Given request 1:
Filter the records below, keeping every line that contains the string "jersey" and copying each such line unchanged.

Text section:

* * *

SECURITIES AND EXCHANGE COMMISSION

Washington, D.C. 20549

 

 

FORM 8-K

 

 

CURRENT REPORT

Pursuant to Section 13 OR 15(d)

of The Securities Exchange Act of 1934

Date of Report (Date of earliest event reported) September 10, 2016

 

 

Syntel, Inc.

(Exact name of registrant as specified in its charter)

 

 

 

Michigan   000-22903   38-2312018

(State or other jurisdiction

of incorporation)

 

(Commission

File Number)

 

(IRS Employer

Identification No.)

525 E. Big Beaver Road, Suite 300, Troy, Michigan   48083
(Address of principal executive offices)   (Zip Code)

Registrant’s telephone number, including area code (248) 619-2800

(Former name or former address, if changed since last report)

 

 

Check the appropriate box below if the Form 8-K filing is intended to simultaneously satisfy the filing obligation of the registrant under any of the following provisions (see General Instruction A.2. below):

 

¨ Written communications pursuant to Rule 425 under the Securities Act (17 CFR 230.425)

 

¨ Soliciting material pursuant to Rule 14a-12 under the Exchange Act (17 CFR 240.14a-12)

* * *

Material for this exercise:
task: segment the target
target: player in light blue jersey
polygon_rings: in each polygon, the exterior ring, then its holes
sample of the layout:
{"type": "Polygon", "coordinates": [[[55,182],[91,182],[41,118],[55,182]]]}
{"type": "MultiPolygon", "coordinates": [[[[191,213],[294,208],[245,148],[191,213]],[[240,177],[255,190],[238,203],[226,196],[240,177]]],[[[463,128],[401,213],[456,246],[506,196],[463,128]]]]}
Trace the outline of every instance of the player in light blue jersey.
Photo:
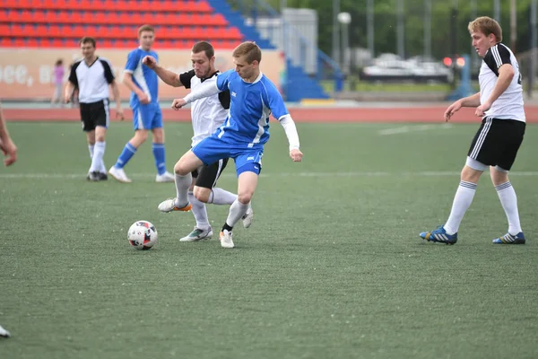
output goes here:
{"type": "Polygon", "coordinates": [[[184,99],[176,99],[172,108],[178,109],[194,101],[229,90],[230,106],[228,118],[211,136],[186,153],[176,163],[177,197],[159,205],[161,210],[188,211],[187,191],[191,171],[203,164],[233,158],[238,175],[238,199],[230,207],[220,234],[223,248],[233,248],[232,229],[247,213],[257,186],[262,169],[264,144],[269,139],[269,116],[280,121],[290,143],[290,157],[300,162],[299,136],[283,100],[273,83],[260,71],[262,51],[254,42],[243,42],[233,51],[235,70],[217,76],[216,82],[204,83],[184,99]]]}
{"type": "Polygon", "coordinates": [[[155,40],[155,30],[150,25],[138,29],[140,47],[129,53],[126,65],[124,83],[131,90],[130,105],[133,109],[134,136],[127,142],[116,164],[108,173],[123,183],[131,180],[126,175],[124,167],[136,153],[138,147],[148,138],[149,131],[153,135],[152,151],[157,167],[157,182],[173,182],[174,176],[166,171],[164,152],[164,131],[162,114],[159,106],[159,83],[157,74],[143,65],[146,56],[158,58],[152,46],[155,40]]]}

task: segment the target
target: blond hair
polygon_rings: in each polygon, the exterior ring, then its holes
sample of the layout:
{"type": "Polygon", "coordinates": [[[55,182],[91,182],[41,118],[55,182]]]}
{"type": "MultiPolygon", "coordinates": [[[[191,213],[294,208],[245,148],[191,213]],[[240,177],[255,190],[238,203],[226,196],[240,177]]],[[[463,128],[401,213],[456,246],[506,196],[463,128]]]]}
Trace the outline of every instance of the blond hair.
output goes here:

* * *

Given request 2:
Translate this sentence from the Syntel Form 8-K cover page into Spanish: "Check the appropriate box below if the Form 8-K filing is intended to simultaneously satisfy the filing obligation of the registrant under any of the following provisions (see General Instruction A.2. below):"

Expected answer 1:
target: player in light blue jersey
Trace the outline of every instance of the player in light blue jersey.

Expected answer 2:
Marque la casilla correspondiente a continuación si la presentación del Formulario 8-K tiene por objeto cumplir simultáneamente la obligación de presentación del registrante conforme a cualquiera de las siguientes disposiciones (véase la Instrucción General A.2. a continuación):